Texte présenté:
•••

CA RENNES (1re ch.), 7 février 2023
CERCLAB - DOCUMENT N° 10097
CA RENNES (1re ch.), 7 février 2023 : RG n° 22/04780 ; arrêt n° 42/2023
Publication : Judilibre
Extrait : « En droit, la capitalisation annuelle des intérêts dans le prêt viager hypothécaire a été rendu possible par la loi n° 2008-776 du 4 août 2008 applicable à compter du 6 août 2008. Elle n'était pas autorisée jusqu'à cette date.
En l'espèce, à la date de l'offre de prêt du 15 juillet 2008 « il est rappelé que les documents précontractuels ne sont pas produits » cette capitalisation n'était donc pas autorisée de sorte que dans l'acte authentique de prêt établi par devant notaire le 10 septembre 2008, qui devait refléter fidèlement les termes de l'offre de prêt, aucune clause d'anatocisme ne pouvait être insérée, quand bien même la date dudit acte authentique était postérieure à la date d'entrée en vigueur du nouveau régime du prêt viager hypothécaire avec anatocisme issu de la loi du 4 août 2008.

•••

Enregistrements du jeu de données de pointage:
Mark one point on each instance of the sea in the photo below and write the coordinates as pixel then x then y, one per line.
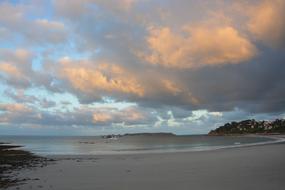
pixel 96 145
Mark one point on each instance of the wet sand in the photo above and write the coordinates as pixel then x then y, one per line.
pixel 255 167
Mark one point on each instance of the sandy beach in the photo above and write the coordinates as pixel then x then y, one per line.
pixel 256 167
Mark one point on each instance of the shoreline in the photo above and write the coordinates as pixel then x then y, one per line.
pixel 254 167
pixel 21 176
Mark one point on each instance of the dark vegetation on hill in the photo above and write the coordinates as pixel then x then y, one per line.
pixel 251 127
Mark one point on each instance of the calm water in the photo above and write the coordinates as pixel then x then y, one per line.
pixel 127 144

•••

Problèmes et exercices:
1. Mettez à jour le listing en commençant à la ligne qui contient « Mark one point on each instance of the wet » et en terminant à la fin du listing. Recopiez ces lignes en remplaçant « sandy beach » par « rocky beach », sans rien modifier d'autre.
2. Prolongez l'extrait de l'arrêt sur la capitalisation des intérêts dans le prêt viager hypothécaire, à la suite de sa dernière phrase.

Réponses:
1.
Mark one point on each instance of the wet sand in the photo above and write the coordinates as pixel then x then y, one per line.
pixel 255 167
Mark one point on each instance of the rocky beach in the photo above and write the coordinates as pixel then x then y, one per line.
pixel 256 167
Mark one point on each instance of the shoreline in the photo above and write the coordinates as pixel then x then y, one per line.
pixel 254 167
pixel 21 176
Mark one point on each instance of the dark vegetation on hill in the photo above and write the coordinates as pixel then x then y, one per line.
pixel 251 127
Mark one point on each instance of the calm water in the photo above and write the coordinates as pixel then x then y, one per line.
pixel 127 144

2.
En application de l'article 444 du code de procédure civile, le président peut ordonner la réouverture des débats et il doit le faire chaque fois que les parties n'ont pas été à même de s'expliquer contradictoirement sur les éclaircissements de droit ou de fait qui leur avaient été demandés.
Compte tenu du caractère d'ordre public du régime du prêt viager hypothécaire, notamment invoqué par Mme X. (p. 12 de ses dernières écritures), il convient, à ce stade, d'ordonner d'office que les parties, et spécialement le Crédit Foncier de France, s'expliquent sur : - le caractère d'ordre public du régime du prêt viager hypothécaire et ses conséquences, notamment sous l'empire du régime antérieur à la loi du 4 août 2008, - le caractère éventuellement abusif de la clause d'anatocisme, - la sanction d'une clause abusive et la prescriptibilité de celle-ci. A cette fin, il convient d'ordonner la révocation de l'ordonnance de clôture et la réouverture des débats selon les modalités précisées au dispositif du présent arrêt. »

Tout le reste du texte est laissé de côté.